### Directive
How many lines in the entries below contain the word "white"? Case matters, and your reply should be only the number.
##### Task material
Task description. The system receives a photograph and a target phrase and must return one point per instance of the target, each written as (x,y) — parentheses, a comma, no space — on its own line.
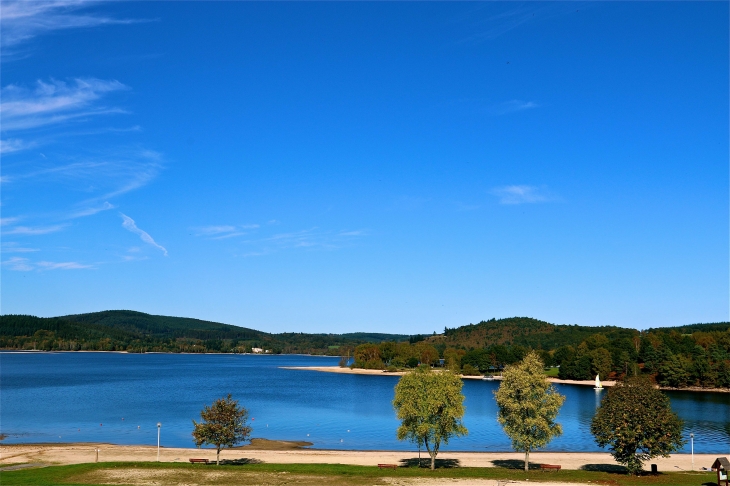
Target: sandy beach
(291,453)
##########
##### Task material
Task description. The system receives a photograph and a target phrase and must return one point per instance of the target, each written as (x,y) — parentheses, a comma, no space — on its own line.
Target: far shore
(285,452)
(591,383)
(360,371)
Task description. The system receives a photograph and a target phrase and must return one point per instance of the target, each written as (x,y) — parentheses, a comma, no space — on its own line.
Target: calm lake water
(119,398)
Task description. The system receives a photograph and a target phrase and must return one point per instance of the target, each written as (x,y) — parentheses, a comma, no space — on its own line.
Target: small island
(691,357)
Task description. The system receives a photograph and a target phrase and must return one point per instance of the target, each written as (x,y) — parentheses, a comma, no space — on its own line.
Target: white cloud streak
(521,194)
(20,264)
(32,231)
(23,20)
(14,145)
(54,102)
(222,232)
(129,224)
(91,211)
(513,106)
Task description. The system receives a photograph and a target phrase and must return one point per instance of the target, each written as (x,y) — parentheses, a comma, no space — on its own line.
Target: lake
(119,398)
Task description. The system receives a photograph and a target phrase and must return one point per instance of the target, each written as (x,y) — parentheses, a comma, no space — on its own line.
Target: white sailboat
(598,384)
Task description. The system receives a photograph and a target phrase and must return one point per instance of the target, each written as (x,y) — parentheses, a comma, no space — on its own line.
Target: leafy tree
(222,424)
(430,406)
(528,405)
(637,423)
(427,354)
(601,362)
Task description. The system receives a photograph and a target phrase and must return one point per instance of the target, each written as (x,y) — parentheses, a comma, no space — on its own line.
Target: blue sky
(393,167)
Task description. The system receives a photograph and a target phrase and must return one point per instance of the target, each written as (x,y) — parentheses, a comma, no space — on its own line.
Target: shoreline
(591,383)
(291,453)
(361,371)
##########
##### Task material
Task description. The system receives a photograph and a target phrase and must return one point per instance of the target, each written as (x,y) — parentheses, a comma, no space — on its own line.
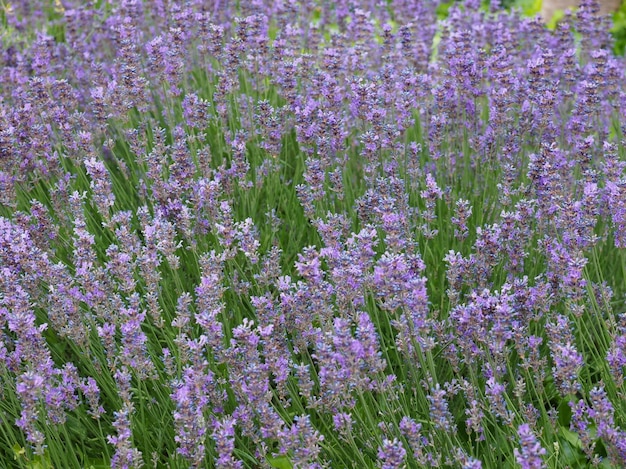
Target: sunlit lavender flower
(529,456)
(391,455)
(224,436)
##########
### Worked solution
2